Stored dataset items:
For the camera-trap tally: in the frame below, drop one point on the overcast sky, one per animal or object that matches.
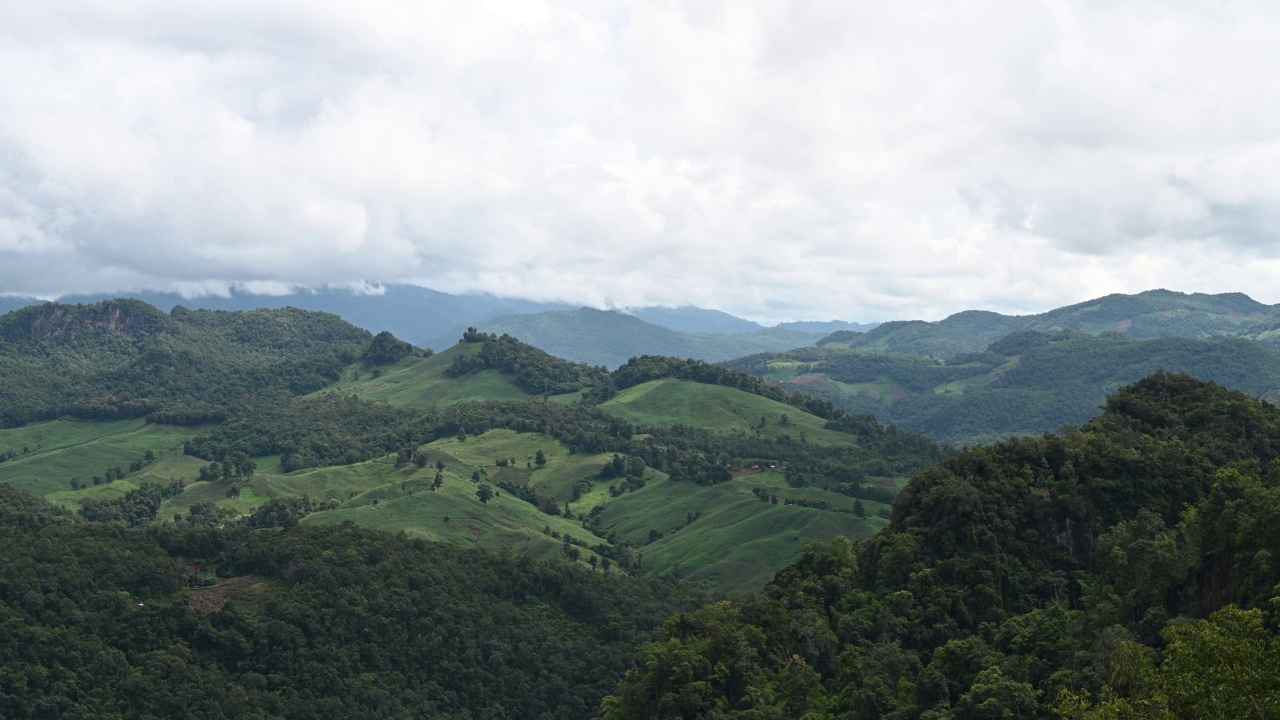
(776, 160)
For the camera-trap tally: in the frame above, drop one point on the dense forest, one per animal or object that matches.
(187, 621)
(1119, 570)
(1024, 383)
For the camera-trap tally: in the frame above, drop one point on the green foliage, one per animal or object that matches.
(136, 507)
(126, 359)
(1020, 578)
(1147, 315)
(385, 349)
(1029, 382)
(531, 369)
(325, 621)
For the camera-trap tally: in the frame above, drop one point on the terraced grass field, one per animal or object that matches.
(60, 450)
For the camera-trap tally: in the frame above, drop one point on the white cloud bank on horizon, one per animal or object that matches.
(777, 160)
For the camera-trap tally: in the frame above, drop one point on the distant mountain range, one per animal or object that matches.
(609, 337)
(437, 319)
(1147, 315)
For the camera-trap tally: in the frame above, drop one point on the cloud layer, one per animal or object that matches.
(777, 160)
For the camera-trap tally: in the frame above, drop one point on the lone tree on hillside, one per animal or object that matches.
(485, 495)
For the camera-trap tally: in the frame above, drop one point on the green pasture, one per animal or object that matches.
(62, 450)
(716, 408)
(417, 382)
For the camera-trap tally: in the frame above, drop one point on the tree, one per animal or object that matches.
(484, 493)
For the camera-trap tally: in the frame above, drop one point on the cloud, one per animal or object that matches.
(777, 160)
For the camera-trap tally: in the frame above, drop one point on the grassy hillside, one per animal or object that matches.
(1147, 315)
(668, 402)
(608, 338)
(49, 455)
(416, 382)
(1025, 383)
(402, 441)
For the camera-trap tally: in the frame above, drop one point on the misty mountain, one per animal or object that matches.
(430, 318)
(1147, 315)
(1024, 384)
(607, 337)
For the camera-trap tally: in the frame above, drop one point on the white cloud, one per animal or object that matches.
(772, 159)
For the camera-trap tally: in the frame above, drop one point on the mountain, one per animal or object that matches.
(609, 338)
(1115, 570)
(1152, 314)
(1024, 383)
(124, 359)
(695, 319)
(327, 621)
(827, 327)
(437, 319)
(408, 311)
(663, 466)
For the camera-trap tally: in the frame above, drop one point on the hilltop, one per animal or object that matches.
(661, 466)
(1147, 315)
(1020, 579)
(1025, 383)
(609, 337)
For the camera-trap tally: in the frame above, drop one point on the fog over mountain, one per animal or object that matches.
(776, 162)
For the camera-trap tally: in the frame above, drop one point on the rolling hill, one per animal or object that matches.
(1147, 315)
(664, 466)
(1027, 383)
(609, 338)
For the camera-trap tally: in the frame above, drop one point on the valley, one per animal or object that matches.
(268, 499)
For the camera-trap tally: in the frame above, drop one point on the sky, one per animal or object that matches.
(776, 160)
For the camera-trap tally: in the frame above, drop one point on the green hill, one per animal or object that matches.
(416, 382)
(1147, 315)
(126, 359)
(1116, 570)
(1025, 383)
(408, 441)
(330, 621)
(609, 338)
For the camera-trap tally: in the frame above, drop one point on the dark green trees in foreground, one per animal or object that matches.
(100, 620)
(1123, 570)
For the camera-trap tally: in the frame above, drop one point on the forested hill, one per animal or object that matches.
(1024, 383)
(172, 621)
(599, 337)
(126, 359)
(1152, 314)
(1127, 564)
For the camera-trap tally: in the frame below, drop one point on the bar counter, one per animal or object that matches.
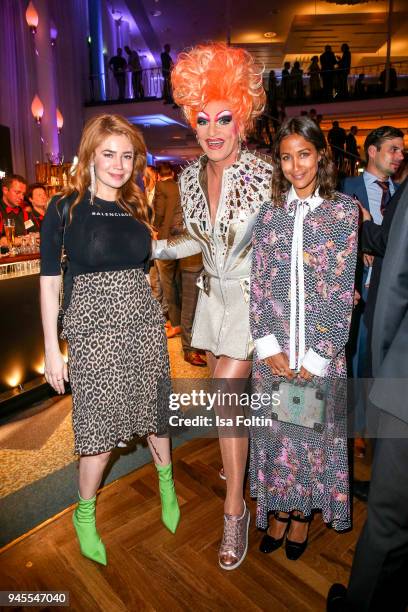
(22, 346)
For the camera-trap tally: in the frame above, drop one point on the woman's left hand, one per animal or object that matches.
(305, 374)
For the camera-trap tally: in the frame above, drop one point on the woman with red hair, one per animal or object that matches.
(220, 91)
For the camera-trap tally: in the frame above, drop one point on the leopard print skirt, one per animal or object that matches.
(118, 360)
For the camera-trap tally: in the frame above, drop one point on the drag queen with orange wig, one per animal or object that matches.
(220, 91)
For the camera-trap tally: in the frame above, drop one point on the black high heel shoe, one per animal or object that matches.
(294, 550)
(268, 543)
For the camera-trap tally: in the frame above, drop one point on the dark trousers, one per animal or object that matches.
(157, 288)
(121, 81)
(188, 305)
(327, 79)
(378, 578)
(169, 272)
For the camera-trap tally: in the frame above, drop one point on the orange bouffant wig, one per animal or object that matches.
(130, 197)
(218, 72)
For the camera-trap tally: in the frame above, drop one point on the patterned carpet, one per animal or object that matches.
(37, 464)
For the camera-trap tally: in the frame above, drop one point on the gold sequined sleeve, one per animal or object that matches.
(177, 247)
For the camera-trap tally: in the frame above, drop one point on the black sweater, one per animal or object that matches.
(100, 238)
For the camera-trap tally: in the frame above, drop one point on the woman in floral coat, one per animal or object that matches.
(302, 284)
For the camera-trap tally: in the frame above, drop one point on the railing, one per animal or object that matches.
(151, 80)
(296, 91)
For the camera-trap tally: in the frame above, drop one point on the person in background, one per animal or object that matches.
(402, 172)
(285, 82)
(328, 62)
(373, 188)
(167, 66)
(165, 205)
(352, 149)
(135, 68)
(302, 281)
(378, 579)
(12, 206)
(314, 74)
(37, 196)
(337, 140)
(118, 363)
(296, 82)
(393, 80)
(118, 65)
(360, 88)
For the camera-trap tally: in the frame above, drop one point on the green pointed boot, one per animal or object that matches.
(89, 539)
(170, 507)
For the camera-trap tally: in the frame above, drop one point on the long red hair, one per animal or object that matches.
(131, 199)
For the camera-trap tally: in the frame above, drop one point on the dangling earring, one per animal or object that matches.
(92, 186)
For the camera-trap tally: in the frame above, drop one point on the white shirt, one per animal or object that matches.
(374, 196)
(268, 345)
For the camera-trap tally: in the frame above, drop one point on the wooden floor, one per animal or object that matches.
(150, 569)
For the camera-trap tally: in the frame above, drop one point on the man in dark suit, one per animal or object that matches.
(166, 205)
(374, 190)
(378, 576)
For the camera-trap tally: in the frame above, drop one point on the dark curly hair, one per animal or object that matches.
(326, 172)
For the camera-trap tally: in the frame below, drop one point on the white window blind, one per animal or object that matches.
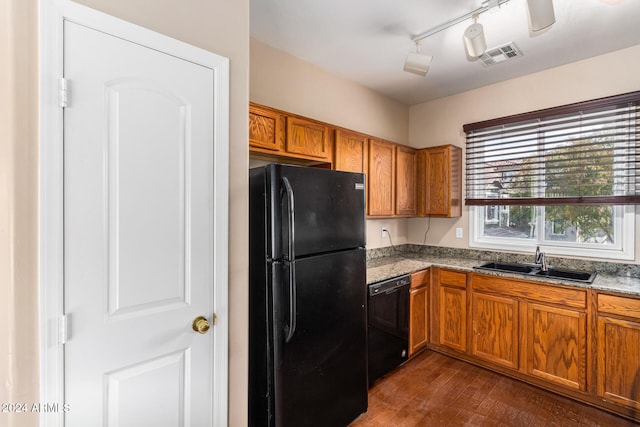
(580, 154)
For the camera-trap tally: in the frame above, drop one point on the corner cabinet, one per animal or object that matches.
(440, 181)
(276, 135)
(381, 179)
(406, 174)
(308, 138)
(350, 151)
(618, 342)
(419, 311)
(266, 129)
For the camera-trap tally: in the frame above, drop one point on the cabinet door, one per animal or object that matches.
(557, 345)
(406, 175)
(440, 181)
(495, 329)
(619, 361)
(266, 128)
(350, 151)
(381, 178)
(308, 138)
(418, 318)
(453, 317)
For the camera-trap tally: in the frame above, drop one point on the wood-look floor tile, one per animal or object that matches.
(435, 390)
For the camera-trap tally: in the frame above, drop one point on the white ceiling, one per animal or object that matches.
(367, 40)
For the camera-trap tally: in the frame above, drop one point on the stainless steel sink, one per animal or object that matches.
(511, 268)
(535, 270)
(579, 276)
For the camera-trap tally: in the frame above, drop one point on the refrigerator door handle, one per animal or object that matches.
(291, 327)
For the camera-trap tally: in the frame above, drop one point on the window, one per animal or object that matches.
(566, 178)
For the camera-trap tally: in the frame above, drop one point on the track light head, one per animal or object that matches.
(541, 14)
(417, 63)
(474, 40)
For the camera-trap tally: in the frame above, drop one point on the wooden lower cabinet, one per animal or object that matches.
(581, 343)
(452, 309)
(418, 311)
(618, 360)
(495, 329)
(556, 345)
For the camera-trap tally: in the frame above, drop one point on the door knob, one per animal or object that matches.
(201, 325)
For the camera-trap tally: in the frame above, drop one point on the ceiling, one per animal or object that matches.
(367, 41)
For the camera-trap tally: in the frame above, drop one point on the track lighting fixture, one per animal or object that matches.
(417, 63)
(541, 16)
(474, 39)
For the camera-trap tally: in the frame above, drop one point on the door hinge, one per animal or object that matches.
(63, 92)
(64, 329)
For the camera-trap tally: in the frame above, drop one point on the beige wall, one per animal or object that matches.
(285, 82)
(218, 26)
(440, 121)
(18, 207)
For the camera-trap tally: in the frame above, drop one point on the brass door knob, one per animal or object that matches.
(201, 325)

### Aim:
All lines from the one with "the door knob, one" through the final line above are to be quoted exactly; quote no other line.

### Final result:
For the camera-trap tally: in the frame above, drop one point on the door knob, one per animal or object that matches.
(201, 325)
For the camera-trap tally: in the frame above, drop one point on the ceiling, one per animal or object that matches.
(367, 41)
For the camera-trap tally: in the frame above, drop one point on the track lighting fixture, one per animal or object that matches.
(417, 63)
(541, 16)
(474, 39)
For the camera-trap tally: in the frame above, drop one point on the door hinge, one per animal or object that matches.
(63, 92)
(64, 329)
For the camera-trap tally: in the frame above, drop one point on the beige wall, one per animal or object that matches.
(285, 82)
(218, 26)
(440, 121)
(18, 207)
For the camera-trap tally: in the frame above, drop one point on the brass door knob, one per animal or object that matches.
(201, 325)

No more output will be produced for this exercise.